**DESCRIPTION OF THE TASK**
Please return only the lines from the one holding "Target: racehorse" through the one holding "The service SHOULD locate every instance of the horse's head", exactly as they appear in the records below, both ends included.

**TASK MATERIAL**
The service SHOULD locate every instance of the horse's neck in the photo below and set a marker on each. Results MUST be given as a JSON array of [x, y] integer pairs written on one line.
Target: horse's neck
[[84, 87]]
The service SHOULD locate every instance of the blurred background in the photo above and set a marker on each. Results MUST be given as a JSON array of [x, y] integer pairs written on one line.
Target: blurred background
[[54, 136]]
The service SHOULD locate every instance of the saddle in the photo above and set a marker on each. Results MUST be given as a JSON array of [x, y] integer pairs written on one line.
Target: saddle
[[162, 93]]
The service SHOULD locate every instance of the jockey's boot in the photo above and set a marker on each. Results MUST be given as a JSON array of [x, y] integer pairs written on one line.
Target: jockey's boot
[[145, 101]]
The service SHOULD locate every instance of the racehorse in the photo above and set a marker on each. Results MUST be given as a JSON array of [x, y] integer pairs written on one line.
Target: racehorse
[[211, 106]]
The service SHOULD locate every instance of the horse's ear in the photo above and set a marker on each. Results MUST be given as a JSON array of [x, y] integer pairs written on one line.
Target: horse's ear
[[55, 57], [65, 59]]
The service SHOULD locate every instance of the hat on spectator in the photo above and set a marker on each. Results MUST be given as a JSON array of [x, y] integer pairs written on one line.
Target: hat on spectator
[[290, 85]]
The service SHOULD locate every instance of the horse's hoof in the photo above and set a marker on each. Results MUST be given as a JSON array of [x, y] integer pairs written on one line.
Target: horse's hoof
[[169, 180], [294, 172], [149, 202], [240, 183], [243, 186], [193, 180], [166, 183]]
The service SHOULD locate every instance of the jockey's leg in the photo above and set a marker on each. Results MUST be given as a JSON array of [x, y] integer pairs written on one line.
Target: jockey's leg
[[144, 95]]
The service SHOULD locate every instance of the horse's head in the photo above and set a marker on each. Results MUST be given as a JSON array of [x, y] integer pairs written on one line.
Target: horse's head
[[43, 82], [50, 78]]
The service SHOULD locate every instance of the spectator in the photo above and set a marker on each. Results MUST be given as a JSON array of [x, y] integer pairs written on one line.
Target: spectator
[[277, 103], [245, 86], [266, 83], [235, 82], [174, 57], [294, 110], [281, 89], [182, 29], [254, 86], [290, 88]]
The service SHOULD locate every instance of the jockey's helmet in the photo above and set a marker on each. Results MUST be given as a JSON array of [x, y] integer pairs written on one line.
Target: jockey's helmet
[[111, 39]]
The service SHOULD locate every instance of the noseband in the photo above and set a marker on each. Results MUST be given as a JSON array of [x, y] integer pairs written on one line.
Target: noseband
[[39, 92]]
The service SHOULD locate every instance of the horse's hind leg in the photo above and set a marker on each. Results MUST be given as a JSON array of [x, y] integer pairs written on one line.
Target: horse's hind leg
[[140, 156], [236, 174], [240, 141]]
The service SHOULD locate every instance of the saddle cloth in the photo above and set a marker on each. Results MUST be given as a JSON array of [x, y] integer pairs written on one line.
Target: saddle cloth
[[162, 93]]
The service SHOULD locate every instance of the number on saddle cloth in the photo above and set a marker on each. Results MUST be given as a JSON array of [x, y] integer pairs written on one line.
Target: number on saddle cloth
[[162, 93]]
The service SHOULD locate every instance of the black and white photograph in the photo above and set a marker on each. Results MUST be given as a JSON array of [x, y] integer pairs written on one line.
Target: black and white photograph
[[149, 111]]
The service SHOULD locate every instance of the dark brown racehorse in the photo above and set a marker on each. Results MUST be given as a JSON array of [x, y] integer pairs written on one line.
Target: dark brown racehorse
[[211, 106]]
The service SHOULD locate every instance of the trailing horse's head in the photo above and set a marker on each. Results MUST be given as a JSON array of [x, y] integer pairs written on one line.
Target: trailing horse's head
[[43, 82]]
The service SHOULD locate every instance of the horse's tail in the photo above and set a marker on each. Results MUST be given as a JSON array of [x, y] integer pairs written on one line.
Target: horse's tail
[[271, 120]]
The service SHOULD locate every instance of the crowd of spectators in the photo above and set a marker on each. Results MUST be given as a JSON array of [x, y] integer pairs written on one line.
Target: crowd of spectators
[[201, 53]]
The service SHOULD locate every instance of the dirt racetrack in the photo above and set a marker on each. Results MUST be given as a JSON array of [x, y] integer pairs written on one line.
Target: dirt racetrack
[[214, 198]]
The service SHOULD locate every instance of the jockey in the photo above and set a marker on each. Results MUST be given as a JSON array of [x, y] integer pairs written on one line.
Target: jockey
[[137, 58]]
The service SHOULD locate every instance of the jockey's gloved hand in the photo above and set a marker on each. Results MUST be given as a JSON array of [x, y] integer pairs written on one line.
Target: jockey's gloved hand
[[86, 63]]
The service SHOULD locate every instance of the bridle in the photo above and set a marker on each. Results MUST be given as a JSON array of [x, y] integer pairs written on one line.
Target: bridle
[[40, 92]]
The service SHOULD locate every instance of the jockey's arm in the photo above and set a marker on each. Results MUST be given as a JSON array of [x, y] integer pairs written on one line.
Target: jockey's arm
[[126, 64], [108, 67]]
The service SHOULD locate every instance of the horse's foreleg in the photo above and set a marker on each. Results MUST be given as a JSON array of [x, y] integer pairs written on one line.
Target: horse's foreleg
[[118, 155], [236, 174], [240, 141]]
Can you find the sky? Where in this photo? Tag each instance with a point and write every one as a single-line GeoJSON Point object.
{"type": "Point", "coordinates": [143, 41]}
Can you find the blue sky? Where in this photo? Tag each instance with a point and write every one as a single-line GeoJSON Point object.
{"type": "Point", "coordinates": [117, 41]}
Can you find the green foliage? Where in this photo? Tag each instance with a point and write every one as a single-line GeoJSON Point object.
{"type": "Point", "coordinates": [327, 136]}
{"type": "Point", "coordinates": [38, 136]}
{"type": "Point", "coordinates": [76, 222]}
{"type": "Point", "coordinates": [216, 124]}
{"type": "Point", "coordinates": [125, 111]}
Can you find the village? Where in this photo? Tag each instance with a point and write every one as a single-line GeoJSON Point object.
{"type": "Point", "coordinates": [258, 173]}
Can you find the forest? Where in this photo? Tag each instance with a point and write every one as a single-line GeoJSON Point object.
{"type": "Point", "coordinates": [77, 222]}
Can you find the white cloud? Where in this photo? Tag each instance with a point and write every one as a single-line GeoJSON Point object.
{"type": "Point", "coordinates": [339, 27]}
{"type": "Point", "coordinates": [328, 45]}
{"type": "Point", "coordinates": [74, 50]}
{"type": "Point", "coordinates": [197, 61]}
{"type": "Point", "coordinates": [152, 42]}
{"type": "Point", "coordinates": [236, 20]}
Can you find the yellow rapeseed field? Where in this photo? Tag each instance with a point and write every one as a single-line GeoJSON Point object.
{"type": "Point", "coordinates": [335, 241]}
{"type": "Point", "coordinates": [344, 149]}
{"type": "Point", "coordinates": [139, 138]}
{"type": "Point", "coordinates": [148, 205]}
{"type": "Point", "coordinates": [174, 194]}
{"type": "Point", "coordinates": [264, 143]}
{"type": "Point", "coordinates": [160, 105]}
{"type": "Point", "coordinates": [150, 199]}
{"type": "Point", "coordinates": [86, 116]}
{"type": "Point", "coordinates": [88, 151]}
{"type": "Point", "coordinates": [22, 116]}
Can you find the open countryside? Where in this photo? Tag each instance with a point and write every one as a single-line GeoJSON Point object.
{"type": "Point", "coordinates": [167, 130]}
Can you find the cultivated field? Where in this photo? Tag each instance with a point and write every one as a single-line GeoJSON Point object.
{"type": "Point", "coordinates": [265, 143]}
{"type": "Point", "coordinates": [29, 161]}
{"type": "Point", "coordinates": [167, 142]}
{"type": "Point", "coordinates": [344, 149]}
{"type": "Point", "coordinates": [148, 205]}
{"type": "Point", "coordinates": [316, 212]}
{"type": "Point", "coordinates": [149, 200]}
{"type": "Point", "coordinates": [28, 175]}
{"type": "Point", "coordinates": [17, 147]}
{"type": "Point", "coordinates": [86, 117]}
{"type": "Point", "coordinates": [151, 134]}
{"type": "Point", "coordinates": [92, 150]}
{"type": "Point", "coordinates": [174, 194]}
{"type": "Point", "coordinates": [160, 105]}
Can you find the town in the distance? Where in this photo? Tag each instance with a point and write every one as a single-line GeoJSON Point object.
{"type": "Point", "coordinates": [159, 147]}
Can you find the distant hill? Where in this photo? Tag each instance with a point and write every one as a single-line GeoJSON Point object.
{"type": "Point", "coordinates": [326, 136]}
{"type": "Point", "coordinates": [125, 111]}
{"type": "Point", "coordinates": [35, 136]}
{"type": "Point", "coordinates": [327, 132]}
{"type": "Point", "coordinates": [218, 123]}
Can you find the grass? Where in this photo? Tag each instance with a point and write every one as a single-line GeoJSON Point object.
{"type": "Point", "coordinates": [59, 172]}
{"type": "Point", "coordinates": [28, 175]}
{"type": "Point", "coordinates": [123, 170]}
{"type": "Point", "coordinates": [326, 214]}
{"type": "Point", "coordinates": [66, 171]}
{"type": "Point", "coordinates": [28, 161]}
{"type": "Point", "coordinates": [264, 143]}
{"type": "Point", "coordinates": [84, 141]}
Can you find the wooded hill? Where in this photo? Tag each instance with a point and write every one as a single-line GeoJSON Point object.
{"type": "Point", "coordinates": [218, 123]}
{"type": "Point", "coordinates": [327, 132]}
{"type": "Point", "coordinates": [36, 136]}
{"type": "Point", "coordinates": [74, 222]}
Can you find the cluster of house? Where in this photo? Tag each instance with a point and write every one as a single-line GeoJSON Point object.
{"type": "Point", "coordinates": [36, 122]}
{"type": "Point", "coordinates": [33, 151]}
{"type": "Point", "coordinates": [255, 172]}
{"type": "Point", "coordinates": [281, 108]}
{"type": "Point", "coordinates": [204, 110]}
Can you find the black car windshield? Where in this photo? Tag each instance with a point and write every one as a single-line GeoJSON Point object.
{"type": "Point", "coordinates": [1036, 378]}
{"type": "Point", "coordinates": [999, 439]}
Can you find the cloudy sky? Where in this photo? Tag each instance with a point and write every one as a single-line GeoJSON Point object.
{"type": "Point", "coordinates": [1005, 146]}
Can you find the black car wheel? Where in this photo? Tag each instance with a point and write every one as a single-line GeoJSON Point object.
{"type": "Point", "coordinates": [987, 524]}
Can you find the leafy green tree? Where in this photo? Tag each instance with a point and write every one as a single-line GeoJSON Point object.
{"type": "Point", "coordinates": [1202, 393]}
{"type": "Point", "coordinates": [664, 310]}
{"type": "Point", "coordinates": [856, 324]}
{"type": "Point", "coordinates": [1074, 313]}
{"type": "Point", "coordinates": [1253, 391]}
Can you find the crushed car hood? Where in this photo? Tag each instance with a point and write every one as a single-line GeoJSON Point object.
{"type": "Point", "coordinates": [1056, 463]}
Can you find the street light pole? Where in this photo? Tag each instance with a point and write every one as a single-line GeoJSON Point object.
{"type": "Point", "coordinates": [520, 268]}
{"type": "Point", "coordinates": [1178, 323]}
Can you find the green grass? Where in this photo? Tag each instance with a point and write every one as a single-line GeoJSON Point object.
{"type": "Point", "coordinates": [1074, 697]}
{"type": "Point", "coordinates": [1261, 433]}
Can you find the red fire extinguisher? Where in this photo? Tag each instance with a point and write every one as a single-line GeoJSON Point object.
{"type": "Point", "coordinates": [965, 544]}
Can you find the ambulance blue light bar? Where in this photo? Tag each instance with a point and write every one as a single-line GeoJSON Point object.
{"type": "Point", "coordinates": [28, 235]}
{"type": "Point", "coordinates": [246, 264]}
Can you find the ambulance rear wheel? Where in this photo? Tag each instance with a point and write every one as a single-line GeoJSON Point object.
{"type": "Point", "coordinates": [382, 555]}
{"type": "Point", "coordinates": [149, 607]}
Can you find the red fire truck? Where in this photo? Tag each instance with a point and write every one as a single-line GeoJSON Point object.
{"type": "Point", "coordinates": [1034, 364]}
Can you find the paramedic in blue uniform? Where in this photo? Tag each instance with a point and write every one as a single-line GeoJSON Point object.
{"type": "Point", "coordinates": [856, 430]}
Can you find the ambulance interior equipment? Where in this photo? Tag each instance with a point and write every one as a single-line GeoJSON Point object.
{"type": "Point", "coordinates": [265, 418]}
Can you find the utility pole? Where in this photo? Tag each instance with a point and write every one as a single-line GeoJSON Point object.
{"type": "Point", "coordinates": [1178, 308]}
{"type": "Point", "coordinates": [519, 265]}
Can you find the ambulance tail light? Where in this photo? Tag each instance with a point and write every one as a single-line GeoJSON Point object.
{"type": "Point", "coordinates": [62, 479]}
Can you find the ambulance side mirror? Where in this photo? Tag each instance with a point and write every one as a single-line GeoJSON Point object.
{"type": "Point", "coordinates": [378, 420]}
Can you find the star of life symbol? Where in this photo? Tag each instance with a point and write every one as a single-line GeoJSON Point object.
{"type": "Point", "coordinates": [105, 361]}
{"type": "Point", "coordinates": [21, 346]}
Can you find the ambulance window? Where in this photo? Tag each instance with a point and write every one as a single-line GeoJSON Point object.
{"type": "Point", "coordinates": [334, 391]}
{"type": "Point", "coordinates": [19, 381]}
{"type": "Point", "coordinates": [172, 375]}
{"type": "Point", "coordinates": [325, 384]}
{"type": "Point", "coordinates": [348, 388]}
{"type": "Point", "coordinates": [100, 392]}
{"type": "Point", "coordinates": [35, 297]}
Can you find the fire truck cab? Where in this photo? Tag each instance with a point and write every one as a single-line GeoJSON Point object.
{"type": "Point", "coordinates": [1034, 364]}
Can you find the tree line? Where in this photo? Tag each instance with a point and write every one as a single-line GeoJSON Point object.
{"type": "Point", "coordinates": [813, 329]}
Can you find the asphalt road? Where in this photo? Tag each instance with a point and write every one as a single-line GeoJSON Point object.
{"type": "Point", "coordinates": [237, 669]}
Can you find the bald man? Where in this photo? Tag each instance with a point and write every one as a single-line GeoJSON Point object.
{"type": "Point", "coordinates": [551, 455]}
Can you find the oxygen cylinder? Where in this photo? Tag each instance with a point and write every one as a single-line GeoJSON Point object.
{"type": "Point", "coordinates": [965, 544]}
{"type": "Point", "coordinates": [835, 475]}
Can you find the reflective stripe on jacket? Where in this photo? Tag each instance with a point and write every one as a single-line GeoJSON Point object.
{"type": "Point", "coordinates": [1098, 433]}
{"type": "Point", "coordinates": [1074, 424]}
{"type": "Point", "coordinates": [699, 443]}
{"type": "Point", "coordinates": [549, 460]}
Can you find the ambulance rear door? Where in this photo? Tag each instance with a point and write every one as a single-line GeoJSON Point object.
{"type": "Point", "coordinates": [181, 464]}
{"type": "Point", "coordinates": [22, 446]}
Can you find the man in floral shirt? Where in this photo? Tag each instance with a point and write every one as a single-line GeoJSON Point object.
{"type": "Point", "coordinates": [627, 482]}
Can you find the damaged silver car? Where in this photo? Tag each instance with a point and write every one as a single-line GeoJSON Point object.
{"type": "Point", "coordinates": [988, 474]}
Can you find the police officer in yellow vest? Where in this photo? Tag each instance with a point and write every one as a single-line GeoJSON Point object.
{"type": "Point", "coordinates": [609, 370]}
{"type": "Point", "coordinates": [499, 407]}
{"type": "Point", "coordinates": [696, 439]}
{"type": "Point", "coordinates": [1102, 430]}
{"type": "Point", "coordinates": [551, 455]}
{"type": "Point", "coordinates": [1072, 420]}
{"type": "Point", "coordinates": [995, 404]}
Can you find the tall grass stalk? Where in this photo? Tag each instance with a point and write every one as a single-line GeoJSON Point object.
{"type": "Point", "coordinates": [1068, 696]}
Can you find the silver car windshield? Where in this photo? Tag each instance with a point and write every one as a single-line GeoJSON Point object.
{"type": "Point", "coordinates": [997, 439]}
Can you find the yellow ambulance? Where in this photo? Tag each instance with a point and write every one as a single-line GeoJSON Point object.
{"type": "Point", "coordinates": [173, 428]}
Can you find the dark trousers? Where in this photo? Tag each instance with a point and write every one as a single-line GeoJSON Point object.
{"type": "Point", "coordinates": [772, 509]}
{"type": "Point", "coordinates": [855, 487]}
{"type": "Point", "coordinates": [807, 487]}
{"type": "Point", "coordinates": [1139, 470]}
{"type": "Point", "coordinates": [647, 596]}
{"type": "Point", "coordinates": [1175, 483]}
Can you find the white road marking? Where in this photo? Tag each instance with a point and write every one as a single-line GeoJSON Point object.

**ANSWER TO THIS TASK**
Target: racehorse
[[211, 106]]
The service SHOULD locate every instance of the horse's ear in the photo above and set a marker on each. Results MUST be given as a JSON array of [x, y] integer pairs written on one line.
Target: horse's ear
[[55, 57], [65, 59]]
The service SHOULD locate every instance of the hat on spectator in the photo above and set a marker on each. Results MUST be given as a JSON array of [x, y] integer pairs written on one line.
Target: hat on spectator
[[290, 85]]
The service SHOULD locate every instance of the horse's hoof in the photo above and set a marker on each. Results MUST be given as a JSON array of [x, y] integer pairs written on one line.
Target: horse's hoof
[[169, 180], [294, 172], [149, 202], [240, 183], [243, 186], [193, 180], [166, 183]]
The service SHOULD locate every instance of the jockey's leg in the photo above and set a marker on each. Results MUST be given as a JSON array of [x, y] integer pairs written on one line.
Target: jockey's leg
[[144, 95]]
The service SHOULD locate every instance of the horse's head in the photo above and set a marker on each. Results MUST be given as a JSON array of [x, y] integer pairs written on one line.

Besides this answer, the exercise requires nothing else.